* Tasks to perform:
1. From the fantasy football column, copy everything from "This is Fantasy" down to "last 12 hours.".
2. Render this sentence from the fantasy football column in Spanish: "We’ve had this fantasy football league for about 7 years now but this year we decided to step it up and have a live draft in Las Vegas."

* Text segment:

● ● ●

This is Fantasy Football week at Sportscolumn.com. I just got back from a weekend in Vegas for my first live Fantasy Football draft and I’m all fired up. We’ve had this fantasy football league for about 7 years now but this year we decided to step it up and have a live draft in Las Vegas. I tell you what, there is nothing more fun than talking trash during a draft when most of the participants have been drinking for the last 12 hours.

All this week, I will be publishing fantasy football related columns including a recap of my draft but today, I am giving you my updated Rules of the Fantasy Draft. Stick to these drafting axioms and you will come out on top.#10 – Go with your gut feeling. Unless that player is on the team you root for –then your gut is misleading you. However, you can always count on the other owners to overvalue players from their own NFL teams.

#9 – Some moron will always draft a player from your team way too high because they will think you would be willing to give up a lot more than that player is actually worth in a trade. There is nothing you can do about it. Just let it go.

A perfect example for me is Owens. I love T.O. and think he’s going to have a monster year. However, in most mock drafts, he’s going late second round to early third round. I can guarantee you that a particular fool in my draft will select him in the early second. This forces me to either take Owens with my first pick (#4 overall, which clearly I won’t do) or he’s gone.

This bit me in the ass a couple of years ago when I drafted Tim Brown thinking I could trade him to a mildly retarded Raiders fan in my league. Didn’t happen. I was stuck with that whiny old man for the whole season.

● ● ●

* Material provided:
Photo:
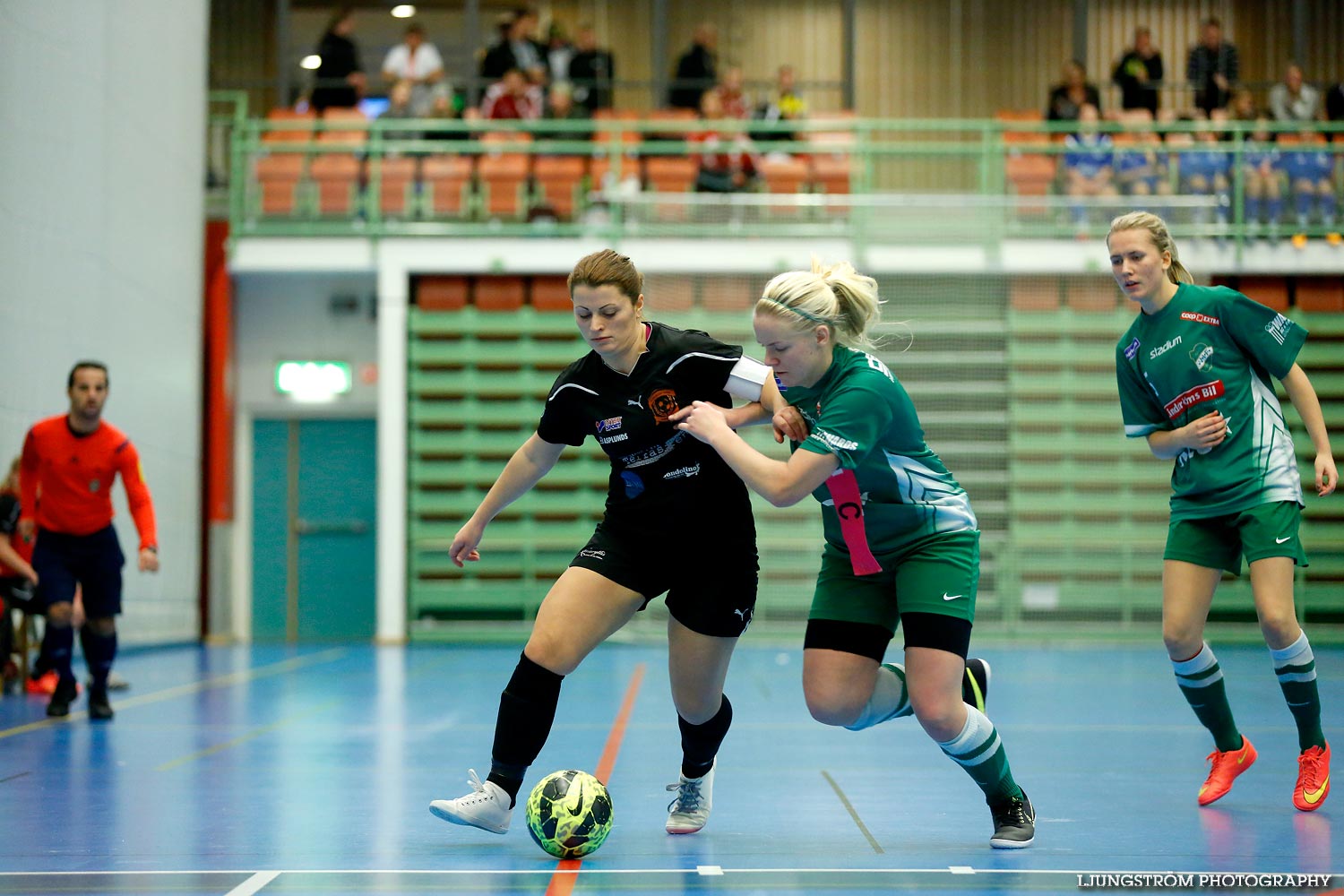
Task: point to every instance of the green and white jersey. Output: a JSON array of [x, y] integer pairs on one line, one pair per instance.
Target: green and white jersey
[[1211, 349], [900, 490]]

● ● ●

* Solution list:
1.
This is Fantasy Football week at Sportscolumn.com. I just got back from a weekend in Vegas for my first live Fantasy Football draft and I’m all fired up. We’ve had this fantasy football league for about 7 years now but this year we decided to step it up and have a live draft in Las Vegas. I tell you what, there is nothing more fun than talking trash during a draft when most of the participants have been drinking for the last 12 hours.

2. Hemos tenido esta liga de fantasy football durante unos 7 años, pero este año decidimos ir un paso más allá y hacer un draft en vivo en Las Vegas.